(Recorded data)
┌────────
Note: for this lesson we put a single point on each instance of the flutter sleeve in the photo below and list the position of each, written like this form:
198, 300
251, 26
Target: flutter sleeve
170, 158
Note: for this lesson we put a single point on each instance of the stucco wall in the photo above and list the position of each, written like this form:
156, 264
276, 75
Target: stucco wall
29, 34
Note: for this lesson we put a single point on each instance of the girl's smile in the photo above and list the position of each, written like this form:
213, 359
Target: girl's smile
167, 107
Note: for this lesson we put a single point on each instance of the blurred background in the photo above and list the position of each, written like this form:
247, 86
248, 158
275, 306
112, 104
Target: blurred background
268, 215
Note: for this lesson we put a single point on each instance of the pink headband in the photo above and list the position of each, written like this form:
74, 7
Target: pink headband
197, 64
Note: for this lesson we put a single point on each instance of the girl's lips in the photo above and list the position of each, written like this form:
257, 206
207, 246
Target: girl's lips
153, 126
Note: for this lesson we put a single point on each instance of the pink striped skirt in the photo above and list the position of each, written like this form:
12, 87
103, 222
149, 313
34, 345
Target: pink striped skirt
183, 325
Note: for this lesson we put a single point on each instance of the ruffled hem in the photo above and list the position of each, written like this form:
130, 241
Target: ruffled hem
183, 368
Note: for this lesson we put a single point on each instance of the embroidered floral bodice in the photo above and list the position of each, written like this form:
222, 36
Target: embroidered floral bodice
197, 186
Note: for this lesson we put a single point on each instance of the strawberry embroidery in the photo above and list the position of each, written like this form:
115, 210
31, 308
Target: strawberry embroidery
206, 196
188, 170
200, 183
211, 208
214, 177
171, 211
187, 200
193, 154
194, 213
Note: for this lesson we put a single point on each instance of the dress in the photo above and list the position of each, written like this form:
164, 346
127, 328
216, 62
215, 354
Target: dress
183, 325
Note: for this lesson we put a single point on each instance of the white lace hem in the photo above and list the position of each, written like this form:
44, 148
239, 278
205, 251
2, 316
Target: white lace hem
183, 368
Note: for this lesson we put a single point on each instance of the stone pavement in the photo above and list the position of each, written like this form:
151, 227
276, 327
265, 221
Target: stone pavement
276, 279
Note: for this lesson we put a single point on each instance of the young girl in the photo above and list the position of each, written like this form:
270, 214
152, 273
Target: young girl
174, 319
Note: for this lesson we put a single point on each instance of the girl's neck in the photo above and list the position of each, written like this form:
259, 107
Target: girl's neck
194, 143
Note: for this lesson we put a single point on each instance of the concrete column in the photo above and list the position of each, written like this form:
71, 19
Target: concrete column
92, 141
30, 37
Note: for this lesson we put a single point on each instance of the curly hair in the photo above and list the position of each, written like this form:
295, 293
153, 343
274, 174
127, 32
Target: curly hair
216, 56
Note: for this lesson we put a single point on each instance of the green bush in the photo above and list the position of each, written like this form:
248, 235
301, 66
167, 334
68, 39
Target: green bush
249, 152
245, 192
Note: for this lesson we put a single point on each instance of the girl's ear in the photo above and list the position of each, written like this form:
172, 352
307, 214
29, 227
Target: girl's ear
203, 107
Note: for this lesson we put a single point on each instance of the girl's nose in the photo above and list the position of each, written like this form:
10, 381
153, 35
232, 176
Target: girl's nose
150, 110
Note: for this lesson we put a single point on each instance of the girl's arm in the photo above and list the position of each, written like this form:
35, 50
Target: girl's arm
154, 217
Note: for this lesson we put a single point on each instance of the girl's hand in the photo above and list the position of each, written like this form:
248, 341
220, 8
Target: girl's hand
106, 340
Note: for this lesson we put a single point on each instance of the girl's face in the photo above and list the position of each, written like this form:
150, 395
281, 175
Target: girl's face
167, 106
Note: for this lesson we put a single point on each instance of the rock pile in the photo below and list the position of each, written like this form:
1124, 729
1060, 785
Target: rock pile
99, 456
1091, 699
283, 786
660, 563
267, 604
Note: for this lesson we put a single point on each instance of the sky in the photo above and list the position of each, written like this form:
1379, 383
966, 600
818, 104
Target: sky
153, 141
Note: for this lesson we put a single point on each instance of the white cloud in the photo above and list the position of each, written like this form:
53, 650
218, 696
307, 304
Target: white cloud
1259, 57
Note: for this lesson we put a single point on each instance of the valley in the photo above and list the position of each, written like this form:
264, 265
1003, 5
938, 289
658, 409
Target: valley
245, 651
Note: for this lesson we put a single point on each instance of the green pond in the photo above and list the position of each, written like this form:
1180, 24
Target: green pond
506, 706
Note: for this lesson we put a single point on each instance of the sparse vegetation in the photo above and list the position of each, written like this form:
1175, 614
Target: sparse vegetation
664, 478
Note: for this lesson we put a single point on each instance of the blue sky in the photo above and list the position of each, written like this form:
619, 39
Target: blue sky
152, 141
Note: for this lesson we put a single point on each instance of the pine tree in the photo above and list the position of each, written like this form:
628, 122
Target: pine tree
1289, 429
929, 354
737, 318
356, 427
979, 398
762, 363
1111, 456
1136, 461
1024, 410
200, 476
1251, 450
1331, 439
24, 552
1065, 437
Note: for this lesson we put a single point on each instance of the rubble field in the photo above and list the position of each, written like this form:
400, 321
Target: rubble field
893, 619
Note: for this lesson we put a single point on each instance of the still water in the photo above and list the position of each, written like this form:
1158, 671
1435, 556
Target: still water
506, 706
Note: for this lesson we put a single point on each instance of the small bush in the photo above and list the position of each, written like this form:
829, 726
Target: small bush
└────────
** EXERCISE **
Write out the material exactly as given.

** THE COMPLETED TASK **
Note: for this lesson we put a single point on each instance of the flutter sleeve in the photo below and list the position of each, written like this form:
198, 300
251, 26
Target: flutter sleeve
170, 158
Note: for this lesson we put a single point on each instance of the stucco wall in the photo above and list the position of each, written like this form:
156, 264
276, 75
Target: stucco wall
29, 34
Note: for this lesson we put a single point on each instance of the girl's smile in the photo above and list the position of each, written like this form:
213, 359
Target: girl's smile
167, 107
Note: for this lesson we put a single point on each instance of the blurred background in the photo above and list the position of each, written like this form:
247, 86
248, 158
275, 306
112, 104
Target: blurred background
268, 215
Note: for this lesson we put a single point on each instance of the pink headband in the photo above and list the position of each, written like this form:
74, 7
Target: pink headband
197, 64
Note: for this lesson we put a single point on each instance of the girl's lips in the photo above and list the position of each, written like this form:
257, 206
207, 246
Target: girl's lips
153, 126
Note: for this lesson we put a single point on each instance of the pink striped skirt in the photo above and list the position of each, written like this form:
12, 87
103, 222
149, 313
34, 345
Target: pink striped skirt
183, 325
Note: for this lesson we put a single point on each instance of the ruffled hem in the photo above and list the position of each, written like this form:
130, 241
Target: ruffled hem
183, 368
Note: for this lesson we put a single point on each instance of the embroidered floral bodice in the photo above and list the position of each, written like this form:
222, 36
Target: embroidered floral bodice
197, 186
Note: for this lesson we put a single point on each instance of the strawberry embroidery in the photo above and list the position of each, written like this form:
115, 210
31, 308
Target: strawberry embroidery
206, 196
188, 170
200, 183
211, 208
214, 177
171, 211
187, 200
193, 154
194, 213
Note: for this lesson we put a single point on each instance of the dress in the photo above and list the position of each, written like this form:
164, 346
127, 328
216, 62
215, 354
Target: dress
183, 325
Note: for this lesson we put a single point on each instance of the white lace hem in the photo above and list the position of each, written like this form:
44, 148
239, 278
205, 251
2, 316
Target: white lace hem
183, 368
Note: for this lesson we put a single point on each instance of the stone pavement in the photo above and list the position of each, written like this form:
151, 227
276, 327
265, 221
Target: stone pavement
276, 279
Note: for this lesson we put a single point on each instance of the young girl in the photo above and list the position of each, written like this form:
270, 214
152, 273
Target: young girl
174, 319
Note: for this lesson we put a single point on each instance of the girl's neck in the photo above and list the position of each, written like this form:
259, 107
Target: girl's neck
194, 143
Note: for this lesson we put a single point on each instance of the concrete column in the photo above and list the position of each, written like this form:
71, 19
Target: concrete column
92, 141
30, 37
Note: for this lesson we put a single point on each instance of the curly hair in the photo above and list the position of each, written like this form:
295, 293
153, 343
274, 174
127, 32
Target: curly hair
216, 56
Note: for this lesson we put a single point on each instance of the green bush in the photo above and list the position of each, written like this form:
248, 235
301, 66
167, 334
68, 39
Target: green bush
249, 152
245, 192
Note: for this lesson we put a single point on each instance of the girl's ear in the photo above and list the position of each, written like this form:
172, 352
307, 214
29, 227
Target: girl's ear
203, 107
Note: for this lesson we put a single point on each instance of the girl's nose in the photo above and list the position of each, written like this form:
10, 381
153, 35
232, 176
Target: girl's nose
150, 110
Note: for this lesson we put a single point on each instance of the girl's arm in the photo above and list the position of each, written like this form:
35, 50
Target: girl's arm
154, 217
Note: for this lesson we put a single point on each instance of the girl's hand in the photo above and list the position of each, written like this form:
248, 341
220, 8
Target: girl's hand
106, 340
Note: for this lesson we put a single point on each instance of the girl's face in the photo above and list the position of each, written like this form:
150, 395
281, 175
Target: girl's face
167, 106
Note: for this lesson we put a single point on each instance of the rock pile in the photo below and list the position of each, written like this form:
1124, 729
1060, 785
Target: rock pile
99, 456
1091, 699
283, 786
660, 563
267, 604
Note: for this lesson we put a single point on each instance of the sky in the photo above and list the position of each, written like this form:
1379, 383
966, 600
818, 104
Target: sky
153, 141
Note: for this lesson we put a single point on each instance of the white cloud in the photo above and list the position of each, written like this form:
53, 650
218, 696
307, 304
Target: white cloud
1259, 57
Note: for this lesson we put a single point on each instance of the valley in the photo above and list the position of each, written like this form:
264, 265
1003, 5
938, 289
658, 409
Target: valley
245, 651
Note: for this lesson we put a single point on each instance of the green pond in the photo above and list the position of each, written like this form:
1180, 24
Target: green pond
506, 706
Note: for this lesson we put a single point on each instance of the sparse vegetation in the photo above and list the position of each, written like this form:
1175, 614
Target: sparse vegetation
664, 478
Note: for this lesson we put a single point on each instance of the blue sky in the photo above and list the position of each, written like this form:
619, 39
Target: blue sky
152, 141
Note: for this lesson we put a single point on each instance of the pine tree in the photo above and list the position of each, written like this form:
628, 122
Target: pine tree
1289, 429
929, 354
737, 318
356, 427
979, 398
762, 363
1111, 456
1136, 461
1024, 410
200, 476
1251, 450
1331, 439
24, 552
1065, 437
Note: for this lesson we put a single point on each instance of the rubble field in the photo above and list the position of each, written like this form:
400, 321
Target: rubble field
893, 619
Note: for this lesson we put a single point on each instance of the still water in the photo above and list the position of each, written like this form:
1158, 671
1435, 556
Target: still water
506, 706
Note: for this lesson we put a single point on each instance of the small bush in the photo above and list the position of each, written like this form:
829, 726
Target: small bush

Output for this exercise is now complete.